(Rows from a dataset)
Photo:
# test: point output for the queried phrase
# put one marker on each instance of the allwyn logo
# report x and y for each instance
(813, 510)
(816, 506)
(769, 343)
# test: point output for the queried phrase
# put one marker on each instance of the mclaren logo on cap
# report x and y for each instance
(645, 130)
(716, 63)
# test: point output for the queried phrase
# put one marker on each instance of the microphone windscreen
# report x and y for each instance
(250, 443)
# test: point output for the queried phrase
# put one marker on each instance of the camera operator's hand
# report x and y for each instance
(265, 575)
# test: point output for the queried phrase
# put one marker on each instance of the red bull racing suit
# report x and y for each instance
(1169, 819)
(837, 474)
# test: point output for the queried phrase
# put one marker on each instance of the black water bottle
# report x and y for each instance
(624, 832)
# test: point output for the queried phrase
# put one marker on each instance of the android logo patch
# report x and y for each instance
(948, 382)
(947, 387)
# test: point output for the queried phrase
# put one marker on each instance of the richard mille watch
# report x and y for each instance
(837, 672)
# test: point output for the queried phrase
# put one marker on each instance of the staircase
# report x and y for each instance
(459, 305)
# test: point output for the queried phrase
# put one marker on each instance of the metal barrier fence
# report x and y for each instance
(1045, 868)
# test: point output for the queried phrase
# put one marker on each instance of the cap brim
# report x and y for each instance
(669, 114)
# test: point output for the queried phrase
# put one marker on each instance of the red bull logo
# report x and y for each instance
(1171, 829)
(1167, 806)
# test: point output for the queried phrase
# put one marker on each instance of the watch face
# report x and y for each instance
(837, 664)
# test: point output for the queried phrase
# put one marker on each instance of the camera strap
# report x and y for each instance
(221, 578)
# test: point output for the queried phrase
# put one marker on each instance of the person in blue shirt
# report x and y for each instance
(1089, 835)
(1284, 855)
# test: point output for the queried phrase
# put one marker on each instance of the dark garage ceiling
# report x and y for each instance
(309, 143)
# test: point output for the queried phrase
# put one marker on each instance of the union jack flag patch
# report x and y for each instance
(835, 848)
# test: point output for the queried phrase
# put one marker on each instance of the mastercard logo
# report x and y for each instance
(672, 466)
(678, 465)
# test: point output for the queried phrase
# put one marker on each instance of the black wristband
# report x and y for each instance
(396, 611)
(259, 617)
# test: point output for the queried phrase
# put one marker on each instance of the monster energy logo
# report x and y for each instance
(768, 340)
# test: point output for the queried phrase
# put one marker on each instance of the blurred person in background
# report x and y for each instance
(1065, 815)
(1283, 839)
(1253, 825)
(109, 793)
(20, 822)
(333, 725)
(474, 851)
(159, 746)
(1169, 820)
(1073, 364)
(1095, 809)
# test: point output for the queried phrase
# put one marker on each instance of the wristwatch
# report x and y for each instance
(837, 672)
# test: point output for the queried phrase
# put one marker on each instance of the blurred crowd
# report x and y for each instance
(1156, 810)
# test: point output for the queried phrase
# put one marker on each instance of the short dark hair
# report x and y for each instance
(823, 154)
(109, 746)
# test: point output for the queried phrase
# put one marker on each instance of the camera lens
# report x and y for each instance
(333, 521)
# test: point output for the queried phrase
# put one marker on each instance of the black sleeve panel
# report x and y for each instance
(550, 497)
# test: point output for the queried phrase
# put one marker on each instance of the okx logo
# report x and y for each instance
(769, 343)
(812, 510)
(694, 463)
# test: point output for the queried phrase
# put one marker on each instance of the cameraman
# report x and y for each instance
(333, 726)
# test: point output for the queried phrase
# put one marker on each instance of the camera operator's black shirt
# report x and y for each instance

» **Instruction**: Quote every record above exactly.

» **Exercise answer**:
Photo:
# test: point output for the queried phrase
# put one marker on each instance of the allwyn logo
# report x and y for each instance
(813, 510)
(816, 506)
(769, 343)
# test: point output for the queried phrase
# put one marker on each instance of the mclaren logo on cap
# report x and y for each instance
(645, 130)
(716, 63)
# test: point output for the queried phrase
# put one marker on each instance of the microphone windscreen
# report x and y for each instance
(250, 443)
# test: point output for the queried phrase
# put one marker on each instance of the camera operator's hand
# report x and y for each instance
(265, 575)
# test: point output for the queried phrase
# put one marker on each instance of the red bull racing suit
# report x and y for each instance
(1169, 819)
(837, 474)
# test: point output for the queried phrase
# put one marker on each instance of the black water bottle
# report x and y for each instance
(624, 832)
# test: point output for the queried phrase
# put one marker on each instance of the android logo patch
# report x and y for each instance
(948, 382)
(947, 387)
# test: point output for the queried phrase
# put one marker on each instance of the richard mille watch
# report x and y for each instance
(837, 672)
# test: point output for the queried phrase
# put one marker on each instance of the staircase
# report x and y for each instance
(459, 305)
# test: point output for the queried phrase
# put one marker on each instance of the metal barrier fence
# report x and y for each instance
(1045, 868)
# test: point output for the queried phrase
# put one marker on each instance of the cap brim
# report x and y for each instance
(669, 114)
# test: point output for the queried phrase
# put one marker on each instance of the red bull logo
# report x and y for each instance
(1171, 829)
(1167, 806)
# test: point output for the queried phrase
# put one marker on each instance of the watch face
# report x and y for each instance
(837, 664)
# test: point output for the queried phrase
# put one marker on each instance of the camera strap
# report x and y for each instance
(221, 578)
# test: point output for the queried phrase
# put one marker on each instance of the person in blue shirt
# report x and y for each instance
(1089, 835)
(1284, 855)
# test: point output for the queried phrase
# put one marker on each instance of the dark garage ceiling
# report x and y for each instance
(309, 143)
# test: point output for the queried phrase
# put one marker on each instance of the union jack flag patch
# report x and y for each instance
(835, 848)
# test: point output for the queried phrase
# put one marker on each instance of the mastercard logo
# report x and y for each instance
(672, 466)
(678, 465)
# test: point output for the queried phrase
# put one marker on each instance of the black wristband
# report x and y for each instance
(396, 611)
(259, 617)
# test: point output for the queried phrase
# put one marker on each instance of the monster energy logo
# report x and y for each instance
(768, 340)
# test: point output for the queried phrase
# put one marker on each instance of the blurred person in background
# report x and y for each instance
(1065, 815)
(1283, 839)
(1253, 825)
(109, 793)
(20, 822)
(333, 725)
(474, 851)
(159, 746)
(1169, 820)
(1073, 364)
(1095, 809)
# test: point output for the queried phrase
# put one marker on each instance of the wristwatch
# report x and y for each instance
(837, 672)
# test: point output for the queried phrase
# put one marker on each instance of the blurred crowd
# report x and y for each instance
(1156, 810)
# test: point output for the queried phrase
# put one marker on each instance of the short dark hair
# report x and y for each instance
(823, 154)
(109, 746)
# test: point output for the queried phrase
# put one marker on each instance of the camera lens
# report x and y for each instance
(333, 521)
# test: point output for the queried phrase
# put one marker on each instance of the black sleeve panel
# report x and y for each instance
(550, 497)
# test: point output for the queried phrase
# put one marker on each instance of the okx logo
# report x and y for each instance
(769, 343)
(812, 510)
(694, 463)
# test: point output for the queried phrase
# put one marker on each instance of the cameraman
# report x and y for each instance
(333, 726)
# test: point output for the queried phrase
# put one marker on each instance of the camera operator's black shirt
# report x and y for each instance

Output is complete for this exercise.